**Short problem 1:**
Decide whether each statement below agrees with the Word Matters transcript, answering yes or no and quoting the words of the transcript that settle it. (a) Word Matters is made in collaboration with New England Public Media. (b) Lookups for matriculate rise each week during baseball season. (c) The new meaning of matriculate follows a clear path from its existing meanings.

**Text excerpt:**
-------
PETER SOKOLOWSKI, HOST: Sometimes the meanings of words remind me of the prices of commodities, which means to say that they’re established by a marketplace.
EMILY: Coming up on Word Matters: matriculate and borrowing from French. I’m Emily Brewster and Word Matters is a new podcast from Merriam-Webster, in collaboration with New England Public Media. On each episode, Merriam-Webster editors Neil Serven, Ammon Shea, Peter Sokolowski, and I explore some aspect of the English language, from the dictionary’s vantage point.
(music interlude)
EMILY: We’ve noticed an interesting pattern in lookups at Merriam-Webster.com that correlates with the National Football League’s schedule. Each week during football season, searches go up for a rather unexpected word. Matriculate. How did a word for enrolling in school make its way to the gridiron? Next up, I’ll take a look at a developing sense of a formerly solely academic word. Sometimes words develop in ways that are unexpected. As lexicographers we’re all familiar with language change. Words start with one meaning and they develop another meaning and usually it’s a pretty clear path that they take. A transitive verb may develop intransitive use, or a word may go from literal to figurative. But I recently became aware of a word that has developed a new meaning that seems wholly unrelated to any of its existing meanings. And the word is matriculate.
PETER: Matriculate.
NEIL SERVEN, HOST: Matriculate.
-------
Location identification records
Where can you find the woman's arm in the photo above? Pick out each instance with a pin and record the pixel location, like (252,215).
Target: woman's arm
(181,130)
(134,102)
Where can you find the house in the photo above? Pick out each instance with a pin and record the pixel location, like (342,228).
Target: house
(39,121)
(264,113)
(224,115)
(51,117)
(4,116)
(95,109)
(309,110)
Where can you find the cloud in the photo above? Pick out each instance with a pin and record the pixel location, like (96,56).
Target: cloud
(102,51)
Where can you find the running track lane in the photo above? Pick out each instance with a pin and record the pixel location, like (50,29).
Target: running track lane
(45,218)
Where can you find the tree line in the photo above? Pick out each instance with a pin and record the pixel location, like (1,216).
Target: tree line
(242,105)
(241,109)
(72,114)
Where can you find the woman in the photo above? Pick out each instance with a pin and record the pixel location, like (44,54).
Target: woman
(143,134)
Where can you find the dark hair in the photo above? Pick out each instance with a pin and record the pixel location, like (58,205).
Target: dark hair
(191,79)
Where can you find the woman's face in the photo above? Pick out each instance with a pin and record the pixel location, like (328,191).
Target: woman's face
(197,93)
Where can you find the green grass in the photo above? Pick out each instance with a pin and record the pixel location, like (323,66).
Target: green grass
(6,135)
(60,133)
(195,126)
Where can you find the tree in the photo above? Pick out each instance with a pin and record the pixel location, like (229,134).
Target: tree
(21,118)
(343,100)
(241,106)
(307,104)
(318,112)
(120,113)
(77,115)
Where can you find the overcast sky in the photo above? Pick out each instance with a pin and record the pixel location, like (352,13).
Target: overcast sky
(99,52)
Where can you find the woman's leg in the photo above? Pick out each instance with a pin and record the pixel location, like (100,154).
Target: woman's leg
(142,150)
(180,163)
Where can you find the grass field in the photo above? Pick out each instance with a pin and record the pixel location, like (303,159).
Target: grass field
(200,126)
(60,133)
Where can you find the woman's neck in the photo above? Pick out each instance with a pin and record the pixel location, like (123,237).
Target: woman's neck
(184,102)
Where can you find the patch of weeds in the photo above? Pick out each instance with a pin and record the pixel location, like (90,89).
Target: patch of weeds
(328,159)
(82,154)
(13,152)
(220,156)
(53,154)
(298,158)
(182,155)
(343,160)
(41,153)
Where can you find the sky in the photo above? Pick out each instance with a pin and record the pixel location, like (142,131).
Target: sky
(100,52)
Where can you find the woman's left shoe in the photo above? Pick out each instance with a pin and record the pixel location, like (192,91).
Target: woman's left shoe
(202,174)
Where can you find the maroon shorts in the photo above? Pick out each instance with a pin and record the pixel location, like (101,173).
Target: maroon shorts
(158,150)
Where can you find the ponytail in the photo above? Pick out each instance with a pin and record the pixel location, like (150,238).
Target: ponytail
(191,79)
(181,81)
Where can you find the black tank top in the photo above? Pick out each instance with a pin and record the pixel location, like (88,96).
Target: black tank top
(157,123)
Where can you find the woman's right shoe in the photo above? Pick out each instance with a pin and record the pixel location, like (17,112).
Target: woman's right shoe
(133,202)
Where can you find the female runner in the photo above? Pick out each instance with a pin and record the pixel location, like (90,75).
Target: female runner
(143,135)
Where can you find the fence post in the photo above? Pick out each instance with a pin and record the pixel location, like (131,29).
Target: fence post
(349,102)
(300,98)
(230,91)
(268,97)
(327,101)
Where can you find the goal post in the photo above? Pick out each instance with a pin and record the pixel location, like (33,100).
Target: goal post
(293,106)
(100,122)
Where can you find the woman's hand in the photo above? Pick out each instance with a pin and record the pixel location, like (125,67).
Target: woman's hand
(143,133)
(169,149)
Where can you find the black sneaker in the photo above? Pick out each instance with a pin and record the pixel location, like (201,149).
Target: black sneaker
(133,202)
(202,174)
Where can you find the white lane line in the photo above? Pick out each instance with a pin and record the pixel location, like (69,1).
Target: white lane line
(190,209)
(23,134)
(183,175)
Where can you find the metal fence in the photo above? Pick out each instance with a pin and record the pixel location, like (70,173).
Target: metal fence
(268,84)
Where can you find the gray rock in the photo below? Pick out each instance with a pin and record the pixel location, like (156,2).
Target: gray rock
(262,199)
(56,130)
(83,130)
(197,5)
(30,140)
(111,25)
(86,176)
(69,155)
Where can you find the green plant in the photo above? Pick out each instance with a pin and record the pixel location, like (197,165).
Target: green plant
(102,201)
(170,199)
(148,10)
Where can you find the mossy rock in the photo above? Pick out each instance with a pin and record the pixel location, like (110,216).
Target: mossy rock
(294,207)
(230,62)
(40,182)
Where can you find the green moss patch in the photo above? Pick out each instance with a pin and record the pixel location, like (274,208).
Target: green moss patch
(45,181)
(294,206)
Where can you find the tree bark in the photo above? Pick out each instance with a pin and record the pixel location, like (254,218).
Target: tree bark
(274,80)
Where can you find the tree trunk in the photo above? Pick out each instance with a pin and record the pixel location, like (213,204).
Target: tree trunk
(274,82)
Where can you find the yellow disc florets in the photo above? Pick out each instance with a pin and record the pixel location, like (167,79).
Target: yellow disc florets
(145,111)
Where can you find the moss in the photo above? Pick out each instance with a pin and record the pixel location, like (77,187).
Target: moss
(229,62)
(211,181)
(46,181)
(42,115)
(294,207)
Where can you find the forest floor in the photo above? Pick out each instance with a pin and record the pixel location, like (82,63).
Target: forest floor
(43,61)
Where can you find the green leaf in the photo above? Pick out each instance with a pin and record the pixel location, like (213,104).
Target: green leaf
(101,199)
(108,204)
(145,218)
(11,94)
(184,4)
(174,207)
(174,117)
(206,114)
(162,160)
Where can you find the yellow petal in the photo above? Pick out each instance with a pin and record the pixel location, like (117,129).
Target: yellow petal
-------
**Short problem 2:**
Pick out every line of the records that contains the string "right", treating uppercase and lowercase as different.

**Exercise solution 1:**
(a) Yes: "Word Matters is a new podcast from Merriam-Webster, in collaboration with New England Public Media."
(b) No: "Each week during football season, searches go up for a rather unexpected word."
(c) No: "a word that has developed a new meaning that seems wholly unrelated to any of its existing meanings."

**Exercise solution 2:**
Where can you find the woman's right shoe in the photo above? Pick out each instance with a pin and record the pixel location, like (17,112).
Target: woman's right shoe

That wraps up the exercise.